Write out each record again exactly as it stands.

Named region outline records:

══════════════════════════════

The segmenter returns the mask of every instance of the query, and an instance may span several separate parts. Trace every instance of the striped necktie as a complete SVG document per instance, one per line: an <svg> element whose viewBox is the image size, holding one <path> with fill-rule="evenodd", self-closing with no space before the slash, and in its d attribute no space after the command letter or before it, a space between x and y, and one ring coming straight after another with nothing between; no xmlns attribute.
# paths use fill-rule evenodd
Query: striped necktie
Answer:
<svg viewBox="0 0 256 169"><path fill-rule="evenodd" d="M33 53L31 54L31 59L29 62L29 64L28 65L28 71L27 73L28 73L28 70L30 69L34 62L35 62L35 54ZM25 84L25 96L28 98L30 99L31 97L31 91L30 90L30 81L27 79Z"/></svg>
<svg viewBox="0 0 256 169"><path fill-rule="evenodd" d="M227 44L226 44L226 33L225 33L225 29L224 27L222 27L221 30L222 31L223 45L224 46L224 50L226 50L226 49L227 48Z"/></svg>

══════════════════════════════

Final answer:
The segmenter returns the mask of every instance of the query, and an instance may span several separate parts. Trace every instance of the striped necktie as a complete SVG document per instance, one per line: an <svg> element whose viewBox is the image size, holding one <path> with fill-rule="evenodd", self-closing with no space before the slash, and in its d attribute no space after the command letter or before it, a space between x and y, and one ring coming straight after another with nothing between; no xmlns attribute.
# paths use fill-rule evenodd
Query: striped necktie
Answer:
<svg viewBox="0 0 256 169"><path fill-rule="evenodd" d="M33 53L31 54L31 59L29 62L29 64L28 65L28 71L27 73L28 73L28 70L30 69L34 62L35 62L35 54ZM25 84L25 96L28 98L30 99L31 97L31 91L30 90L30 81L27 79Z"/></svg>
<svg viewBox="0 0 256 169"><path fill-rule="evenodd" d="M227 44L226 44L226 33L225 33L225 29L224 27L222 27L221 30L222 31L223 45L224 46L224 50L226 50L226 49L227 48Z"/></svg>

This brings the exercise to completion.